[Problem to work on]: Exactly reproduce the lines beginning with the line that includes "In this exercise you will mark the rose" and ending with the last line of the data.

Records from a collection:
########################################
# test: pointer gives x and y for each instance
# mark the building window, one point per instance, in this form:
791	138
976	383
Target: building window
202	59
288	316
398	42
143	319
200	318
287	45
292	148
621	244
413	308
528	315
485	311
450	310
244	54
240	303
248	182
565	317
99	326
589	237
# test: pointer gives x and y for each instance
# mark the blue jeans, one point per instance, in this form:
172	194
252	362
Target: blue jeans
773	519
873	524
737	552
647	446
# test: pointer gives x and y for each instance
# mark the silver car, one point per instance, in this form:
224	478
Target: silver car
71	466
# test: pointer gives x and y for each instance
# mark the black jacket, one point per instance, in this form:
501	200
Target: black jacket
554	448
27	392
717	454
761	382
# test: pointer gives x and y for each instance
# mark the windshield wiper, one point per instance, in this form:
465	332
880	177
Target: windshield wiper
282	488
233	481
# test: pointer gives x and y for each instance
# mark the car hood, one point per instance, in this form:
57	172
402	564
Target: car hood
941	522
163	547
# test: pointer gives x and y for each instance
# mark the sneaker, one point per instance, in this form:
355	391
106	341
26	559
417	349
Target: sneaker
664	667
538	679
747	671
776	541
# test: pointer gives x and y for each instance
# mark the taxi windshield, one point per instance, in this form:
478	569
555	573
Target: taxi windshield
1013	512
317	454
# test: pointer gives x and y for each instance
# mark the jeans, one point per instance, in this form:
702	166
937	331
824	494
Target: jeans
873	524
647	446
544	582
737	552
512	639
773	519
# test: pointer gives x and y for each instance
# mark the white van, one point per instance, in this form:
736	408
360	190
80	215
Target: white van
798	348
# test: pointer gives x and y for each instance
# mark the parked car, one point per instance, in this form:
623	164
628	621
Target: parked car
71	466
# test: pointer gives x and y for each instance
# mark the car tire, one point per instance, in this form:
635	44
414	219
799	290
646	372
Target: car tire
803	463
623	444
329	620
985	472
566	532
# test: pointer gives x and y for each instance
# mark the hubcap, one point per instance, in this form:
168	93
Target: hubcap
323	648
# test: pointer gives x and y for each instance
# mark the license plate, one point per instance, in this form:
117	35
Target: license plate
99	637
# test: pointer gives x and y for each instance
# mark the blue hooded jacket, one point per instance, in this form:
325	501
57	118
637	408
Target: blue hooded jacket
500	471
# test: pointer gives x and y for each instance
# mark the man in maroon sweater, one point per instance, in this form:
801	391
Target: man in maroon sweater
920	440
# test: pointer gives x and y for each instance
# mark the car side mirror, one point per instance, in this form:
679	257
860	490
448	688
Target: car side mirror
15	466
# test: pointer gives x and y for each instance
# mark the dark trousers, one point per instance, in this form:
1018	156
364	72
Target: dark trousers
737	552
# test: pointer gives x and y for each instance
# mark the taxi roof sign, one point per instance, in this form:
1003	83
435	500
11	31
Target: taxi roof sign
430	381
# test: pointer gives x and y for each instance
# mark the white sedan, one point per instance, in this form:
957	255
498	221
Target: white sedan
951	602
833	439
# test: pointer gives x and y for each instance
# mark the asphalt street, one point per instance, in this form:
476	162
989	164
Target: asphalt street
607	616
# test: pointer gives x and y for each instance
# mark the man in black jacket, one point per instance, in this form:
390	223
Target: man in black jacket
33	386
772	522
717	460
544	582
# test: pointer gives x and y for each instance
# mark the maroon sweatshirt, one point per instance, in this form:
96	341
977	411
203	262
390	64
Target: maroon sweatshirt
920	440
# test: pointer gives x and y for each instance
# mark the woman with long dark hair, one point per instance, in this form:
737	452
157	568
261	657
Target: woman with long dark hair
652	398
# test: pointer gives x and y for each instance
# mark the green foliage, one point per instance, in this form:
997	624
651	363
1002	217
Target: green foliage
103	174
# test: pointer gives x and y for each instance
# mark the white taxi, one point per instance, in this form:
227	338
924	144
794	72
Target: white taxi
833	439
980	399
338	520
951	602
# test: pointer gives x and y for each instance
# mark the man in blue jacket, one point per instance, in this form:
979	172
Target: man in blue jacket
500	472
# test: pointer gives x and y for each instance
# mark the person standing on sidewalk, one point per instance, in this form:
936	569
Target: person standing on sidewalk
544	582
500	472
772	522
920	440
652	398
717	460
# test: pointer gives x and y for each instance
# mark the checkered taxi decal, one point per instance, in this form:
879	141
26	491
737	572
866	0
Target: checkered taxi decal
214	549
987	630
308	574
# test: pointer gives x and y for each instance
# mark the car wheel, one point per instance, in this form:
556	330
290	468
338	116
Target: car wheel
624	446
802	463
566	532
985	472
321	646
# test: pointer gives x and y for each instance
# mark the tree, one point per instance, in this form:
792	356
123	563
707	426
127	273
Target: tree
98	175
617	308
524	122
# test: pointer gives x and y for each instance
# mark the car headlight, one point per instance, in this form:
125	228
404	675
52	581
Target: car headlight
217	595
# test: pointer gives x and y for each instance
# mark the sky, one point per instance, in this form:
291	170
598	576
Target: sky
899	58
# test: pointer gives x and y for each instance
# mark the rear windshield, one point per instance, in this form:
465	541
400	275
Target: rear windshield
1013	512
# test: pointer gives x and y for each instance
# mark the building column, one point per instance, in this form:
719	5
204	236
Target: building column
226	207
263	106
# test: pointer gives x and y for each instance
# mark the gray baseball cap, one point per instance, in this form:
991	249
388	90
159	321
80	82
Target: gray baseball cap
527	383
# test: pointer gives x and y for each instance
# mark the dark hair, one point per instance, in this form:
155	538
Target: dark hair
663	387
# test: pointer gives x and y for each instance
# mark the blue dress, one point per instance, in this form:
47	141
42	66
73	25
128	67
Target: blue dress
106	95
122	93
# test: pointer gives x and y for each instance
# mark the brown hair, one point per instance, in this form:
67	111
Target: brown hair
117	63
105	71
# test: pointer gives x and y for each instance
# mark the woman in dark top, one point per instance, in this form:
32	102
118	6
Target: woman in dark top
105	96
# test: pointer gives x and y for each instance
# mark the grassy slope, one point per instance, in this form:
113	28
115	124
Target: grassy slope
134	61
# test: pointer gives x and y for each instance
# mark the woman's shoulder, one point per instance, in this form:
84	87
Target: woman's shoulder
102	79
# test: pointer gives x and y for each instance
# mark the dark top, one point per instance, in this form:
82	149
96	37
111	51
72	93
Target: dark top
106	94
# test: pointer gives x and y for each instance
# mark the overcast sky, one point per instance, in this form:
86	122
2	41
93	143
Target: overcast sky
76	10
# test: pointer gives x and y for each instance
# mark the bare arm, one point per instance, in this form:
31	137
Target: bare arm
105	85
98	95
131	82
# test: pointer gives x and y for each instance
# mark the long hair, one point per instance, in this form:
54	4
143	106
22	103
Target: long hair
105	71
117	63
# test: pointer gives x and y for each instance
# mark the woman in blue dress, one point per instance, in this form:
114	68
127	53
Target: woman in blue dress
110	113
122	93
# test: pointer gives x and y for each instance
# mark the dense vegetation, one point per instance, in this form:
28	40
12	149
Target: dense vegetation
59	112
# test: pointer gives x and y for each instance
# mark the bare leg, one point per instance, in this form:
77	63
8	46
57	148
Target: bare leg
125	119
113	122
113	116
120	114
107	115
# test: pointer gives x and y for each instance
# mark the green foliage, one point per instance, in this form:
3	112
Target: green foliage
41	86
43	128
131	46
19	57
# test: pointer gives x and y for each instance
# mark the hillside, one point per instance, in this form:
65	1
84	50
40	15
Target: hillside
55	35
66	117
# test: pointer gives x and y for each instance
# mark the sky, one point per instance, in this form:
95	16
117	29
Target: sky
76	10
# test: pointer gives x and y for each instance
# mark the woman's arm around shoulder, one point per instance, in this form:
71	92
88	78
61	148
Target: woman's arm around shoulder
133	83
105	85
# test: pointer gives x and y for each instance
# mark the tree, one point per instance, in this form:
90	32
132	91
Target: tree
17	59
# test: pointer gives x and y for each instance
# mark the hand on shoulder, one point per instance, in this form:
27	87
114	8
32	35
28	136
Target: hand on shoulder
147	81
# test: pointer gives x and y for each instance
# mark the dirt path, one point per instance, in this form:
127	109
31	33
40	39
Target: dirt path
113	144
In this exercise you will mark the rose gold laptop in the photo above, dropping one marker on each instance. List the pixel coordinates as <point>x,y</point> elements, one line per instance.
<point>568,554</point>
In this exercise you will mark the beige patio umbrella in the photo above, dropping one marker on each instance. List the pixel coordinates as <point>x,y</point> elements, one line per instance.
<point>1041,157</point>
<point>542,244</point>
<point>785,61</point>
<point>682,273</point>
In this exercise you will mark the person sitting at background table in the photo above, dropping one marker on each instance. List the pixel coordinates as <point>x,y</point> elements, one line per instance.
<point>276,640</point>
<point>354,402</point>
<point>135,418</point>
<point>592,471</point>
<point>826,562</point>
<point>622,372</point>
########################################
[Reply to the exercise]:
In this exercise you will mark the rose gold laptop in the photo above, dropping one marker on each instance. List the pixel coordinates as <point>x,y</point> elements, one line per instance.
<point>568,554</point>
In this exercise you will mark the beige patio umbrella in the photo above, dropping one marker on each instance. List the pixel coordinates as <point>x,y</point> elements, one line per instance.
<point>1041,157</point>
<point>542,244</point>
<point>785,61</point>
<point>682,273</point>
In this exercise you will mark the person sitting at background table in the photo above, dropping one marker on each instance. List the pixel coordinates as <point>x,y</point> elements, one line per instance.
<point>276,640</point>
<point>354,402</point>
<point>135,418</point>
<point>592,471</point>
<point>826,562</point>
<point>622,372</point>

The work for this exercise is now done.